§ **Texto apresentado**
——
Mortalidade infantil e número de nascimentos aumentaram após restrições no aborto nos EUA
Dois novos estudos mostram que os impactos das proibições não foram uniformes entre a população americana.

O número total de nascimentos aumentou em estados americanos que passaram a restringir ou proibir o aborto nos últimos 18 meses, mostrou uma nova análise. Ao mesmo tempo, a mortalidade infantil também subiu nessas regiões.
A conclusão vem de dois artigos publicados recentemente na revista científica JAMA.
A equipe, liderada por pesquisadores da Johns Hopkins Bloomberg School of Public Health, calculou que a proibição do aborto em 14 estados resultou no nascimento adicional de 22.180 bebês. Além disso, foram registradas 478 mortes de recém-nascidos acima do esperado caso não houvesse mudanças nas leis.
Em junho de 2022, a Suprema Corte dos EUA mudou um entendimento de décadas que legalizava o aborto em todo o país. A partir daí, cada estado americano passou a decidir sobre o procedimento. O estudo focou em analisar os resultados de 14 estados que passaram a proibir ou restringir a interrupção da gravidez nos últimos 18 meses.
Na média, a mortalidade infantil subiu 5,6%. O impacto, porém, não foi o mesmo para todos. Entre bebês afro-americanos, por exemplo, a mortalidade subiu 11% em relação ao que era esperado caso a proibição não acontecesse. Já o aumento de mortes decorrentes de doenças congênitas foi de 10,9%.
Por outro lado, a taxa de fertilidade aumentou mais entre minorias raciais (negros, hispânicos e outros), mulheres jovens, solteiras e sem diploma universitário.
Os autores sugerem que o aumento da mortalidade infantil ocorreu, principalmente, por dois fatores: primeiro porque gestações de fetos com doenças congênitas, que tinham poucas ou nenhuma chance de sobrevivência, eram interrompidas com mais frequência antes da proibção do aborto. Alguns dos estados que restringiram o procedimento ainda mantêm a permissão para casos como estes, mas outros não abrem exceções.
O segundo fator é que as mulheres que mais afetadas pela proibição foram as de classes sociais mais baixas e de minorias raciais, que não conseguem, por exemplo, bancar viagens para estados onde o aborto é permitido. E essas populações sempre demonstraram maiores taxas de mortalidade infantil e materna.
“Essas descobertas indicam que muitas grávidas não conseguiram superar as barreiras para acessar serviços de aborto e, em vez disso, foram forçadas a continuar gestações indesejadas ou inseguras até o parto”, diz Suzanne Bell, professora assistente da Bloomberg School e coautora do estudo.
“Os efeitos dessas proibições não são sentidos uniformemente, os maiores impactos acontecem entre as populações que vivenciam as maiores desvantagens estruturais e em estados com os piores resultados de saúde materna e infantil.”
Os pesquisadores usaram dados de 2012 até dezembro de 2023. Com base nas tendências dos anos anteriores, construíram um modelo de quais dados seriam registrados em 2022 e 2023 caso não houvesse uma mudança no acesso ao aborto, e compararam os números com os que de fato foram vistos nesses 14 estados.
No Brasil, o aborto é ilegal em todo o país, com algumas exceções: gravidez decorrente de estupro, risco de vida à mãe e anencefalia do feto.
——
§ **Material de origem**
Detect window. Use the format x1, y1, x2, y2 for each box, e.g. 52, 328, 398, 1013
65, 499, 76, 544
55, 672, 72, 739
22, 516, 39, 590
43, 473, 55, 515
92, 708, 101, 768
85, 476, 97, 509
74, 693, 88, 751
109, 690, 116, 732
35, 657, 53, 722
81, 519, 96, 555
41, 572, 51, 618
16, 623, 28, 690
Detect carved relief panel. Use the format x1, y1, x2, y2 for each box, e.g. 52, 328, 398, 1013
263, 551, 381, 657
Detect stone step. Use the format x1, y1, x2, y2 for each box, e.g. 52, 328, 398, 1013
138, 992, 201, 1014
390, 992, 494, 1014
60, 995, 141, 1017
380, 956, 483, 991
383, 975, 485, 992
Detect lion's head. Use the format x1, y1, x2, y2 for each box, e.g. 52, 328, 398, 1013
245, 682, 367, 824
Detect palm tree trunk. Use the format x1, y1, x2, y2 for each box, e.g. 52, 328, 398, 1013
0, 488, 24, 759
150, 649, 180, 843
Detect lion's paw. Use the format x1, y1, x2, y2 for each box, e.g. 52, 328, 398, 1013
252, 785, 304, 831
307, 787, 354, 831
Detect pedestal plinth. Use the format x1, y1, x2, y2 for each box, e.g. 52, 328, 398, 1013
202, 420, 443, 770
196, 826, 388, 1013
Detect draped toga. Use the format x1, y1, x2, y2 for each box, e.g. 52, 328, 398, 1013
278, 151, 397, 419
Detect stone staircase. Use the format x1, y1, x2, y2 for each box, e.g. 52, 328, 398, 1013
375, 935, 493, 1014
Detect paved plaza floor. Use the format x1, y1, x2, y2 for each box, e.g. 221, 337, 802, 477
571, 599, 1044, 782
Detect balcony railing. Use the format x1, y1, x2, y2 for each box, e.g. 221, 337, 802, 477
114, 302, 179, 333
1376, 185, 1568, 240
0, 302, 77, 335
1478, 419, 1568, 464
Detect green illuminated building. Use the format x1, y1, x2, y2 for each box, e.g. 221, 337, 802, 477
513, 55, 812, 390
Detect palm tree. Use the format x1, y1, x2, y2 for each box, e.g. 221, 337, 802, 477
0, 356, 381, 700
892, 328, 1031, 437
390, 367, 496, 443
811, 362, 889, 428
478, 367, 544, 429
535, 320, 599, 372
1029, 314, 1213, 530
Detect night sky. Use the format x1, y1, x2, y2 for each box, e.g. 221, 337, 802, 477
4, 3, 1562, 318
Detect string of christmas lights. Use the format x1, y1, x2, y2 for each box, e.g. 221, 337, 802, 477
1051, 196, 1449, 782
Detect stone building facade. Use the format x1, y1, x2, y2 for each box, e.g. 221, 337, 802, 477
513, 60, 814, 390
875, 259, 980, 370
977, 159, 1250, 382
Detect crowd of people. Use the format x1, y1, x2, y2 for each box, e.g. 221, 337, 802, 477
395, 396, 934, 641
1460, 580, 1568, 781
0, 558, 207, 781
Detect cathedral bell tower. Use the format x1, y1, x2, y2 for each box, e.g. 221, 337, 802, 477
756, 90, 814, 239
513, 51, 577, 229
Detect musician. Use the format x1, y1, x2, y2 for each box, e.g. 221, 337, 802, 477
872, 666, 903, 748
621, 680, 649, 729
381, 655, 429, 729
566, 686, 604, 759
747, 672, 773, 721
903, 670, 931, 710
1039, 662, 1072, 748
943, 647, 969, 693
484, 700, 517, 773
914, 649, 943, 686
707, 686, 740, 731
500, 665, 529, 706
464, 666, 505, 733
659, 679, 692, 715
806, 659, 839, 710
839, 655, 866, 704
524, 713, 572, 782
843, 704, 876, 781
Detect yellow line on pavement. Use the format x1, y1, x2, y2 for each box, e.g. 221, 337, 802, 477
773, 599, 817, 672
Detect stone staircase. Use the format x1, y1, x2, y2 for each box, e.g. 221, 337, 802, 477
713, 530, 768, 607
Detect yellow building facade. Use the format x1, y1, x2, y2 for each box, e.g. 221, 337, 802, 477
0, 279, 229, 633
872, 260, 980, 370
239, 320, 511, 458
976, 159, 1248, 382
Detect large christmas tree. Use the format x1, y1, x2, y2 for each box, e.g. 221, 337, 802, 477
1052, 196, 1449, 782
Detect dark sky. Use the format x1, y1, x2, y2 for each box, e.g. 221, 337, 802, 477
——
§ **Lista de tarefas**
a. Enumere todas as exceções à ilegalidade do aborto no Brasil citadas na reportagem.
b. Segundo a reportagem, quantos nascimentos adicionais resultaram da proibição do aborto nos 14 estados analisados?
O material constitui um conjunto à parte e não guarda relação com a reportagem.

§ **Respostas por tarefa**
a.
- Gravidez decorrente de estupro
- Risco de vida à mãe
- Anencefalia do feto

b. 22.180 bebês.